Begin DATA ENTRIES
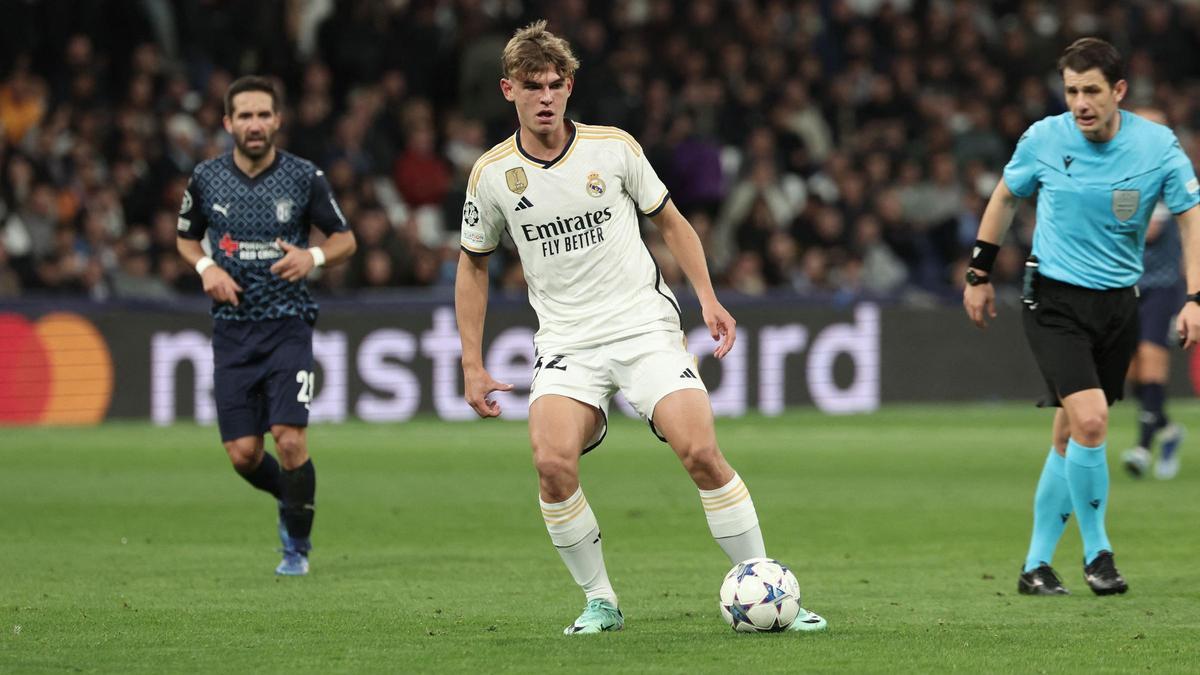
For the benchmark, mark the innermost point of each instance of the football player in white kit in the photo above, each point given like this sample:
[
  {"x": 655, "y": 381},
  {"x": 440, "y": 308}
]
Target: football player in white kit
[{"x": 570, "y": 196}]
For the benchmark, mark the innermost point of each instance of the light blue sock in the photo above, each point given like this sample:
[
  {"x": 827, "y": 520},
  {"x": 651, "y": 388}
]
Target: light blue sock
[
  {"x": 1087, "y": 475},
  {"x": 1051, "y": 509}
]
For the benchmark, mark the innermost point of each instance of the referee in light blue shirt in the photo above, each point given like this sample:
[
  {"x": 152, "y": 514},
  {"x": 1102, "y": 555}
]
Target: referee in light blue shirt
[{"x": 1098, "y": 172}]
End DATA ENTRIES
Begin DATA ENTRIES
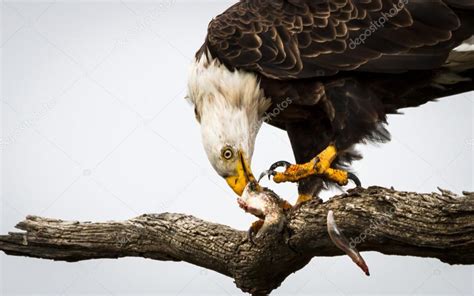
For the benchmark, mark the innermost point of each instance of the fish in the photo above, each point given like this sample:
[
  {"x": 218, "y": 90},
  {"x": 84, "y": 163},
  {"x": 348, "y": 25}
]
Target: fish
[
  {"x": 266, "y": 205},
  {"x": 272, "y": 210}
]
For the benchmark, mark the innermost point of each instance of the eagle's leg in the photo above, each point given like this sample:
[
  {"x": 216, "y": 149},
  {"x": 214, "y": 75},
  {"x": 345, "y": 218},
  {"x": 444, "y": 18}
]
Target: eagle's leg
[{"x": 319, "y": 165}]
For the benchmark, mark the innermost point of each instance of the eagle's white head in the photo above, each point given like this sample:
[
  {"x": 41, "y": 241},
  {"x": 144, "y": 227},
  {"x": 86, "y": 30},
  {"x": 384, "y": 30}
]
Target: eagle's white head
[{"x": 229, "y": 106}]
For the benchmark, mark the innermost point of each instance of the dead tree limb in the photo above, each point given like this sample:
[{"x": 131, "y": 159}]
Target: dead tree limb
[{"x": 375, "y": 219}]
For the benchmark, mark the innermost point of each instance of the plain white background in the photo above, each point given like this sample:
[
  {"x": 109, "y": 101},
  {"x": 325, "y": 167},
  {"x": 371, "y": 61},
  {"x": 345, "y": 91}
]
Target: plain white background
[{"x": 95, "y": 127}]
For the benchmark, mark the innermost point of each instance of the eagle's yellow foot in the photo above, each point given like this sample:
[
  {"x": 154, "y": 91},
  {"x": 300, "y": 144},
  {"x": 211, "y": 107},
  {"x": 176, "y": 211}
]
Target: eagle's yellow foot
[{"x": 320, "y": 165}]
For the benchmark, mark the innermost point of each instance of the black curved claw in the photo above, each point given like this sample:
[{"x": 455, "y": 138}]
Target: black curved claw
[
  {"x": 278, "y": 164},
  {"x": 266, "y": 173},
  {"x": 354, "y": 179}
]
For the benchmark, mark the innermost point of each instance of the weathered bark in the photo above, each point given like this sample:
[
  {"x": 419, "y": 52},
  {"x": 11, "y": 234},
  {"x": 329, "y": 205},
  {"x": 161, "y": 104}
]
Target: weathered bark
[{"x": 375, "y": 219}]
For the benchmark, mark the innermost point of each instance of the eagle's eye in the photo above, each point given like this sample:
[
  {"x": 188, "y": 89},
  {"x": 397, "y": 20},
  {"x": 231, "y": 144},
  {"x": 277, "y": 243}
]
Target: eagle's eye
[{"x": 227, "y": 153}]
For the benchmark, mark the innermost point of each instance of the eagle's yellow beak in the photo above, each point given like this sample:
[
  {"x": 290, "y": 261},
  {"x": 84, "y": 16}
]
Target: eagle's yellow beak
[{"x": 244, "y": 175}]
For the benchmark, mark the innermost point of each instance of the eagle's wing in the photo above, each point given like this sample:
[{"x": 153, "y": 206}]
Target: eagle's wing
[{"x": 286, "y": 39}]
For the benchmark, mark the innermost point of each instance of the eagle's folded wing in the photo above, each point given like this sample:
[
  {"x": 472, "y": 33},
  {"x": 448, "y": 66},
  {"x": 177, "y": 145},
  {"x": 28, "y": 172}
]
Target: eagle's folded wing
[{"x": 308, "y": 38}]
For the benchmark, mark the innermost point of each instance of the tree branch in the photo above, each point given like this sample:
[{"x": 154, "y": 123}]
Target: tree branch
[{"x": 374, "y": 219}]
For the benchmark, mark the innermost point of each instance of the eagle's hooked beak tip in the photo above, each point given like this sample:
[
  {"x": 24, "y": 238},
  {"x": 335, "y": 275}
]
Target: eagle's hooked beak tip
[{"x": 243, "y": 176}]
End DATA ENTRIES
Begin DATA ENTRIES
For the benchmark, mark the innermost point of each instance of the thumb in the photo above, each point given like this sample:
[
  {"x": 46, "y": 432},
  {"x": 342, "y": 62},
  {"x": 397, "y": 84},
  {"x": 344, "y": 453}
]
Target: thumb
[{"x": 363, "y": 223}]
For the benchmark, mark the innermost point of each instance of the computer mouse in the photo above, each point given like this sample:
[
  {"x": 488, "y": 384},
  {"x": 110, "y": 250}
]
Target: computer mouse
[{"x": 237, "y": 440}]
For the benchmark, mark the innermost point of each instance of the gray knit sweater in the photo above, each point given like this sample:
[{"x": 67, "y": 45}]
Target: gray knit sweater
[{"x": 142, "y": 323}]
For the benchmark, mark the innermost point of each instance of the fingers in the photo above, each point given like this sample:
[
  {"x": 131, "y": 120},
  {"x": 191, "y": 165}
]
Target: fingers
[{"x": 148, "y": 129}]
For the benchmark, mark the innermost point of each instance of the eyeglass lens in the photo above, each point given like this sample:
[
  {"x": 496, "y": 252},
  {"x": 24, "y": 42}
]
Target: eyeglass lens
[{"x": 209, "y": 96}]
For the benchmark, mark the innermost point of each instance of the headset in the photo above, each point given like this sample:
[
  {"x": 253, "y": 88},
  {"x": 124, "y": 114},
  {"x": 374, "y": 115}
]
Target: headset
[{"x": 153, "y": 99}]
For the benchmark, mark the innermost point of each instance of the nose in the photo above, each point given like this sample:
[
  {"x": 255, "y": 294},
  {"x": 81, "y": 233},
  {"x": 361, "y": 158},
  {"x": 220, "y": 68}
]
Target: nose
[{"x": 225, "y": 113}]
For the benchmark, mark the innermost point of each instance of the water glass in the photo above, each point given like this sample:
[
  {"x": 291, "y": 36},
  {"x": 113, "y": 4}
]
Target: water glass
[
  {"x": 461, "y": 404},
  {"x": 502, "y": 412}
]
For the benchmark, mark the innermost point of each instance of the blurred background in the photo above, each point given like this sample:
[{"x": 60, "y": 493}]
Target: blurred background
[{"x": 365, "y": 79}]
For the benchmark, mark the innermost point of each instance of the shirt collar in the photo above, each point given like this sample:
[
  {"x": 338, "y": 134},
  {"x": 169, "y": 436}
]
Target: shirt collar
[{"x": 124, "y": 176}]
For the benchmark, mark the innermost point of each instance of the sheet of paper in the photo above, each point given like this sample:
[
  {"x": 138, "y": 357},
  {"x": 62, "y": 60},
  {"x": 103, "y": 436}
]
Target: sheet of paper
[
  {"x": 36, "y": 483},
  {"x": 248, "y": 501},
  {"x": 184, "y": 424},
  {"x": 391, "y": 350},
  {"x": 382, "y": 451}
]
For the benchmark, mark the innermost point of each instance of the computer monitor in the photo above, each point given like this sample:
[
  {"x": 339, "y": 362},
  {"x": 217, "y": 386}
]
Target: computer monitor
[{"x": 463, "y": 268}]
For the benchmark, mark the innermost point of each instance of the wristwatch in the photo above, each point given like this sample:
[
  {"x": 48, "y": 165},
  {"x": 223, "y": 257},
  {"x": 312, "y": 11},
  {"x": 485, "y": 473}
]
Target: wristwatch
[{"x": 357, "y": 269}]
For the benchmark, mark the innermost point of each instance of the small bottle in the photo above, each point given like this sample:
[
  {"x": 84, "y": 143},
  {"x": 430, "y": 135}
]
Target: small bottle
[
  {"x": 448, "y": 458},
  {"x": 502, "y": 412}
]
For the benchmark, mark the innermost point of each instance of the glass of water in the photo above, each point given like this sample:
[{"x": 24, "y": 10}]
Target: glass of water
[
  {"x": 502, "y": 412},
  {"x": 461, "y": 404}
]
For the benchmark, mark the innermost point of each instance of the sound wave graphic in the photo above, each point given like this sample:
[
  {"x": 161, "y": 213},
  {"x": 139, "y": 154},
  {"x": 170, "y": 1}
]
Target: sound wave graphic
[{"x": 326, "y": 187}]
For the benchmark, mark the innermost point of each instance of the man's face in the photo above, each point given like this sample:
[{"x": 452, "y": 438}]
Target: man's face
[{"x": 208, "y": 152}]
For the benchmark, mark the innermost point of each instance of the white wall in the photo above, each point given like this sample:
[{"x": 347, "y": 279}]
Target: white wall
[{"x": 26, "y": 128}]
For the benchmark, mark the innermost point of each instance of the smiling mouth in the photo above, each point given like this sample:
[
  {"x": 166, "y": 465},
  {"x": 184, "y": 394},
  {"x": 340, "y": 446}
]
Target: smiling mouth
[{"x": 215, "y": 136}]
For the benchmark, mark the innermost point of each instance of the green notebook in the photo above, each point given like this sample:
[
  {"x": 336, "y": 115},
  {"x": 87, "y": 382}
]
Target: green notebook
End DATA ENTRIES
■ GIVEN INSTRUCTION: How many lines in the records above contain the word "player"? Give only the number.

■ COMPLETED TASK: 2